*JOB*
Copy the rows below word for word, keeping every line and its order unchanged.

*RECORDS SHOWN*
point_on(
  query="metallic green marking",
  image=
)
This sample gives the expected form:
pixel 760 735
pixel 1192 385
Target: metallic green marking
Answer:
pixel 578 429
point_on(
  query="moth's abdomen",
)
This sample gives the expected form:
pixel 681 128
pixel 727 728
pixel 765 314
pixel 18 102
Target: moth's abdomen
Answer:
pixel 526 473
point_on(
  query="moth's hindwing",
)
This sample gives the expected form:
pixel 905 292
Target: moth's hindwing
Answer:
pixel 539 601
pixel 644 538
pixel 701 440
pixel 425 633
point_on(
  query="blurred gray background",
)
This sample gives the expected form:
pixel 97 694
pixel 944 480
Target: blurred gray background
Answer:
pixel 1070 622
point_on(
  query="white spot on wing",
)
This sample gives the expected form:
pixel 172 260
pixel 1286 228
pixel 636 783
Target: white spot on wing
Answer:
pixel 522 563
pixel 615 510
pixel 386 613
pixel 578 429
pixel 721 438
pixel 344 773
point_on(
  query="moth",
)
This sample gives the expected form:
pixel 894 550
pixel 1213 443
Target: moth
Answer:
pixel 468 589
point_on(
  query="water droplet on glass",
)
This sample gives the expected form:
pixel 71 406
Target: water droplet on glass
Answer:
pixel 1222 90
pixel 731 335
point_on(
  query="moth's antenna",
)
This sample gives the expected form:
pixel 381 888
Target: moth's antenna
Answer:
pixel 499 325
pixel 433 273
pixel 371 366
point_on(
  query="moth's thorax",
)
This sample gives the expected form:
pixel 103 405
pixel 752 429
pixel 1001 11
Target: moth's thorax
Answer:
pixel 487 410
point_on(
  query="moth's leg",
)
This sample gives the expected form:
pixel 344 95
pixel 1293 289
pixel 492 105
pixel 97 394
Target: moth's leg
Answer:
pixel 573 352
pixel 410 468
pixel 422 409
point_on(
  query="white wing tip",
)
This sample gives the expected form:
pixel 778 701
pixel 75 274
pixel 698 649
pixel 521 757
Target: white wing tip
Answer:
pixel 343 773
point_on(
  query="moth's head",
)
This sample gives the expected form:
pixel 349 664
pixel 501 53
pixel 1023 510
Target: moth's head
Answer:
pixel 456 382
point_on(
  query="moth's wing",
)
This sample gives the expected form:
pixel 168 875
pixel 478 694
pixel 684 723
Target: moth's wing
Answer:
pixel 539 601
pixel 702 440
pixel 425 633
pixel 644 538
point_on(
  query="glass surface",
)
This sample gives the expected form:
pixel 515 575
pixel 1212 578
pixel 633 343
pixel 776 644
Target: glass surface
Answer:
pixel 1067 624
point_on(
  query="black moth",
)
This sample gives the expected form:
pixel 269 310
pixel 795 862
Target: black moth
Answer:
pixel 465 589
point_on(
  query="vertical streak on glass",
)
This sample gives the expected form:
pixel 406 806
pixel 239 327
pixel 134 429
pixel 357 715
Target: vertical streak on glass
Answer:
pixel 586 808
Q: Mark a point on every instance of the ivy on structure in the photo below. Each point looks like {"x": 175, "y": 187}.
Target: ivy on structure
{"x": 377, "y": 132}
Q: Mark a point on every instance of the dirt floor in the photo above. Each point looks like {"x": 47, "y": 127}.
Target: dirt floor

*FINAL RESULT*
point_on(
  query="metallic green marking",
  image=
)
This sample gives the expected form:
pixel 760 735
pixel 1192 385
Target: metallic green marking
Answer:
pixel 578 429
point_on(
  query="moth's abdomen",
)
This sample gives the expected form:
pixel 681 128
pixel 727 728
pixel 765 314
pixel 18 102
Target: moth's abdomen
Answer:
pixel 526 473
point_on(
  query="moth's hindwing",
)
This sample gives the expected form:
pixel 905 292
Target: moth's hindwing
Answer:
pixel 539 601
pixel 644 538
pixel 701 440
pixel 425 633
point_on(
  query="blurred gray background",
)
This sample gives the expected form:
pixel 97 694
pixel 944 480
Target: blurred gray background
Answer:
pixel 1070 622
point_on(
  query="white spot on wing",
)
This sample gives the expected form:
pixel 172 260
pixel 1286 228
pixel 636 783
Target: white spot on wing
Answer:
pixel 522 563
pixel 615 510
pixel 386 613
pixel 578 429
pixel 721 438
pixel 344 773
point_on(
  query="moth",
)
This sample gives the expected form:
pixel 894 550
pixel 1213 443
Target: moth
Answer:
pixel 468 589
point_on(
  query="water droplet on glass",
)
This sample gives the expected form:
pixel 71 406
Target: water droplet on glass
Answer:
pixel 1222 90
pixel 731 335
point_on(
  query="moth's antenna",
)
This sample gives the expected form:
pixel 381 888
Target: moth's antenna
Answer:
pixel 499 325
pixel 433 273
pixel 371 366
point_on(
  query="moth's thorax",
)
This sample gives the expected form:
pixel 103 405
pixel 752 429
pixel 1001 11
Target: moth's thorax
Answer:
pixel 487 410
point_on(
  query="moth's leg",
)
This sample gives the expected form:
pixel 344 95
pixel 1293 289
pixel 492 105
pixel 97 394
Target: moth's leg
Answer:
pixel 573 352
pixel 410 468
pixel 422 409
point_on(
  query="white wing tip",
)
This sample gives the expected form:
pixel 778 701
pixel 75 274
pixel 698 649
pixel 521 757
Target: white wing tip
Answer:
pixel 343 773
point_on(
  query="moth's head",
)
This sample gives the expected form:
pixel 349 664
pixel 501 53
pixel 1023 510
Target: moth's head
Answer:
pixel 456 382
point_on(
  query="moth's wing",
)
This sample gives the expected form:
pixel 168 875
pixel 478 694
pixel 684 723
Target: moth's wing
Answer:
pixel 539 601
pixel 702 440
pixel 425 633
pixel 644 538
point_on(
  query="glass surface",
)
This sample gives the expected form:
pixel 515 575
pixel 1212 578
pixel 633 343
pixel 776 644
Target: glass surface
Answer:
pixel 1067 624
point_on(
  query="black moth",
)
This sample gives the expected form:
pixel 269 310
pixel 795 862
Target: black moth
Answer:
pixel 465 589
point_on(
  query="vertical streak on glass",
)
This sample gives the expected form:
pixel 406 806
pixel 239 327
pixel 134 429
pixel 357 715
Target: vertical streak on glass
Answer:
pixel 586 808
Q: Mark a point on every instance of the ivy on structure in the photo below. Each point looks like {"x": 175, "y": 187}.
Target: ivy on structure
{"x": 377, "y": 132}
Q: Mark a point on every instance of the dirt floor in the photo above. Each point looks like {"x": 47, "y": 127}.
Target: dirt floor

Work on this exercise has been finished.